**Problem details**
Rewrite the listing below, changing every "champagne glass" to "wine glass" and leaving everything else as it is.

━━━━━━

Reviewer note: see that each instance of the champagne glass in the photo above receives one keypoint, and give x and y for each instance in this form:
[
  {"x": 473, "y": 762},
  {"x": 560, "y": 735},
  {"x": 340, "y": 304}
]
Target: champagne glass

━━━━━━

**Exercise solution**
Reviewer note: see that each instance of the wine glass in the photo above receives one keypoint, and give x and y for each instance in this form:
[
  {"x": 473, "y": 762},
  {"x": 560, "y": 735},
  {"x": 340, "y": 304}
]
Target: wine glass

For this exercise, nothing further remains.